__TASK TO COMPLETE__: Exact copies of all the records are to be output.

__EXERCISE INPUTS__:
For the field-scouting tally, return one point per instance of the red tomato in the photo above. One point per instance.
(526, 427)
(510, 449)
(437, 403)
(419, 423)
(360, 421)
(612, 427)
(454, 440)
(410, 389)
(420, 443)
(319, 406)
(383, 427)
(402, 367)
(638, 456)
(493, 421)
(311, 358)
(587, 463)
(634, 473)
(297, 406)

__ANSWER FOR THIS EXERCISE__:
For the field-scouting tally, return one point per instance of the red tomato in the photo above. One point per instance.
(526, 427)
(510, 449)
(437, 403)
(419, 423)
(360, 421)
(612, 427)
(454, 440)
(410, 389)
(420, 443)
(319, 406)
(383, 427)
(402, 367)
(638, 456)
(493, 421)
(311, 358)
(587, 463)
(634, 473)
(297, 406)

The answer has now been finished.